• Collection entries
__________

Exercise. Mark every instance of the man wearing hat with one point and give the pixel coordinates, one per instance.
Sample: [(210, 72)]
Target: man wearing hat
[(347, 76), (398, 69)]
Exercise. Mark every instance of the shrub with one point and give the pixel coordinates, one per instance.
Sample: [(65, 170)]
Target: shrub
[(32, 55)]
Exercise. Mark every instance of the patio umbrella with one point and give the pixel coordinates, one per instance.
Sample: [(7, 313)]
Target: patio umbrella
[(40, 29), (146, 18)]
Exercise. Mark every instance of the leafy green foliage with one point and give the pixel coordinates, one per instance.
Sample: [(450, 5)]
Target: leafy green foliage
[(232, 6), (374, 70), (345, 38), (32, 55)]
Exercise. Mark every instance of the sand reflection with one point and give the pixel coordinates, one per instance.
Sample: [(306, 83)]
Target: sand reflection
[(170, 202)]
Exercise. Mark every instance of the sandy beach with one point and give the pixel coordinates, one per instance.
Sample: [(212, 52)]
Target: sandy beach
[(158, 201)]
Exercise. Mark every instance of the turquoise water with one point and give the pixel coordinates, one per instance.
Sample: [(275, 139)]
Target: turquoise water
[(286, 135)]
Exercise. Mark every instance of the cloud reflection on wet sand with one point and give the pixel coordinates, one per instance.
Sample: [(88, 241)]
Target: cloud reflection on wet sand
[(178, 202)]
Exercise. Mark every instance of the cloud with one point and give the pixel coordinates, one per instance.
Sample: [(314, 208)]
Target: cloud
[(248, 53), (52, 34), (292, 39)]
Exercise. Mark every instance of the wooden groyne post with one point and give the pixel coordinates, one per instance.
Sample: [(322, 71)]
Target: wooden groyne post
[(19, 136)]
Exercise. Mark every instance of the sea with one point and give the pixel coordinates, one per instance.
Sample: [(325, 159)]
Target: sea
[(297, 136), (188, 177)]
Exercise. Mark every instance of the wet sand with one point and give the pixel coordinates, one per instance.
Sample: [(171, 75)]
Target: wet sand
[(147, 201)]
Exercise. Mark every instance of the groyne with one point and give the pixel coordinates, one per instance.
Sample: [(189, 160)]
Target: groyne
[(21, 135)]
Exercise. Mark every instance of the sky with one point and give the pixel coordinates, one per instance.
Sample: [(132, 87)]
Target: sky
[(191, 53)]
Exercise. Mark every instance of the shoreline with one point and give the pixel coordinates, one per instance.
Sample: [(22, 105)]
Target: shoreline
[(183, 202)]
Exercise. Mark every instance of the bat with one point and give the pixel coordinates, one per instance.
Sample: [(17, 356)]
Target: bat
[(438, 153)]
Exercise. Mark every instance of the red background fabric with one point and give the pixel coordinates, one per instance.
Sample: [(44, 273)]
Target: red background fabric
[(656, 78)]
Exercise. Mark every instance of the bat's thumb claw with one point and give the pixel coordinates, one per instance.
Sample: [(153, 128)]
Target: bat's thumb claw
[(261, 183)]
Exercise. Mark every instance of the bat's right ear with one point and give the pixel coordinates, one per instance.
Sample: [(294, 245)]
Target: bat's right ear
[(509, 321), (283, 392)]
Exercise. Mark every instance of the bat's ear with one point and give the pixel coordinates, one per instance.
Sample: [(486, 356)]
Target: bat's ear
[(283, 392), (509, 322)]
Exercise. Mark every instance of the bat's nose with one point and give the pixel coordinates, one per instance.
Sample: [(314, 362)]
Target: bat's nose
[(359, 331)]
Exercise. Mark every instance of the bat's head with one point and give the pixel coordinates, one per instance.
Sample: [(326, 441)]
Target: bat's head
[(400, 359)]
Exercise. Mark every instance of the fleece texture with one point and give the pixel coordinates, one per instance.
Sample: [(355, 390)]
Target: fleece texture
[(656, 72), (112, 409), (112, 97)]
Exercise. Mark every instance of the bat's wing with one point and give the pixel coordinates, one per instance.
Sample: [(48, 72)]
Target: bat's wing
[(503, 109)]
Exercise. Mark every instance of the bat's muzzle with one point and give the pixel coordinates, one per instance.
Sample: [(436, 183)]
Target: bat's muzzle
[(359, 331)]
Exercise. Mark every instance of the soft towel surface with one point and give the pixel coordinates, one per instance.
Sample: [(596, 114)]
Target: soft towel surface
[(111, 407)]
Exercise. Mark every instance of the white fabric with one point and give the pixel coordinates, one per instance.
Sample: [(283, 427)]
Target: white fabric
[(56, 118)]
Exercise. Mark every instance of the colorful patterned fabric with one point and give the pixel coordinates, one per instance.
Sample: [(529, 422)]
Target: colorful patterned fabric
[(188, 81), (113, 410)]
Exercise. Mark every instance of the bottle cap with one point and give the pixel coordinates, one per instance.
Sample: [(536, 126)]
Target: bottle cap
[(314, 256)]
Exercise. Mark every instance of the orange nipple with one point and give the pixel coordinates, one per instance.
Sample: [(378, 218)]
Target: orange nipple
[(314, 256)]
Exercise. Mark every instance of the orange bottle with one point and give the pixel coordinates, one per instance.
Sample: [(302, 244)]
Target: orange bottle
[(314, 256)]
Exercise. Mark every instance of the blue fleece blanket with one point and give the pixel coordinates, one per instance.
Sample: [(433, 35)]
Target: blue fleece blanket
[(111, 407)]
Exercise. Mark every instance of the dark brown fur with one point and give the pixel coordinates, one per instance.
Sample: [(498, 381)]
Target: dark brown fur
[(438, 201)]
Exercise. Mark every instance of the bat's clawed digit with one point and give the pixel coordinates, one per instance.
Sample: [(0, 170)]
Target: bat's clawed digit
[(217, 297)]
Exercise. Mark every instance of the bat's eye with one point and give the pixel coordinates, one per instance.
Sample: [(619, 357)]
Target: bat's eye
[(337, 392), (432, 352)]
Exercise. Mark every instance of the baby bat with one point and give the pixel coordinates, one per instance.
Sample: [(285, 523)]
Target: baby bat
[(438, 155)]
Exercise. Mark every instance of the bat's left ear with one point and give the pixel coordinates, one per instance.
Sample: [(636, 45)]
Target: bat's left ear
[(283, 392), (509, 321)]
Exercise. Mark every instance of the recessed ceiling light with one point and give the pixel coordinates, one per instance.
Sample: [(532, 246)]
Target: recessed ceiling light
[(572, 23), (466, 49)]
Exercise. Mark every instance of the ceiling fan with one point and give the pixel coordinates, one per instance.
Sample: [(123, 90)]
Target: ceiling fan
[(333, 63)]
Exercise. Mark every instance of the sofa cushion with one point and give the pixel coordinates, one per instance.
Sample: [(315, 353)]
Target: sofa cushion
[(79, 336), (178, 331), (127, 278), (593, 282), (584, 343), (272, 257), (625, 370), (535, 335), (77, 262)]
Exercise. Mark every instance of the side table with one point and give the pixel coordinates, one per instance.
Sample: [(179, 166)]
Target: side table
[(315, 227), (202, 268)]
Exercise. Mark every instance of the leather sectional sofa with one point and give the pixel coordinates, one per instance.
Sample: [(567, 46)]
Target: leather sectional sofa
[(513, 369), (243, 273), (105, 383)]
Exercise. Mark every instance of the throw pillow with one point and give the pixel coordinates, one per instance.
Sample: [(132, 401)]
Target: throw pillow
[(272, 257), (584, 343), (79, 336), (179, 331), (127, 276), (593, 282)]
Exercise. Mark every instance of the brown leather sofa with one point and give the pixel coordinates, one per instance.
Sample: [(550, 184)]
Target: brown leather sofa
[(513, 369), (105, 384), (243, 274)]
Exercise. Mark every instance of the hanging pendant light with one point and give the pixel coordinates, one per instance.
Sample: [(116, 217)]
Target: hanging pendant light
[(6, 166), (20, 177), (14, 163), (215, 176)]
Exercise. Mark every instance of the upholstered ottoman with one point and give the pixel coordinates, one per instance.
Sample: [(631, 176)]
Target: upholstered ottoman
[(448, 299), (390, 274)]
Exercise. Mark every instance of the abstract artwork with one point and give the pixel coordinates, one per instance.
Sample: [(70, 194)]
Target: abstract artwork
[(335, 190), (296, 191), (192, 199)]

__________

• Goal of the exercise
Write out the items word for word, starting at the line that contains "Exercise. Mark every instance of the leather" and stopping after the line that contains "[(513, 369), (105, 384), (243, 274)]".

• Exercise result
Exercise. Mark every instance of the leather sectional sofa with one point and give the pixel coordinates, one per instance.
Sample: [(567, 46)]
Target: leather sectional sofa
[(513, 369), (243, 273), (105, 383)]
Exercise. Mark every instance of the throw pillow with one point and give the pixel coordinates, one per instance.
Sample: [(132, 401)]
Target: throw pillow
[(272, 257), (584, 343), (79, 336), (179, 331), (127, 276), (593, 282)]
Exercise. Mark every instance of the brown leather sofa with one point and give the pixel coordinates, one per instance.
Sample: [(550, 184)]
Target: brown leather sofa
[(513, 369), (105, 384), (243, 274)]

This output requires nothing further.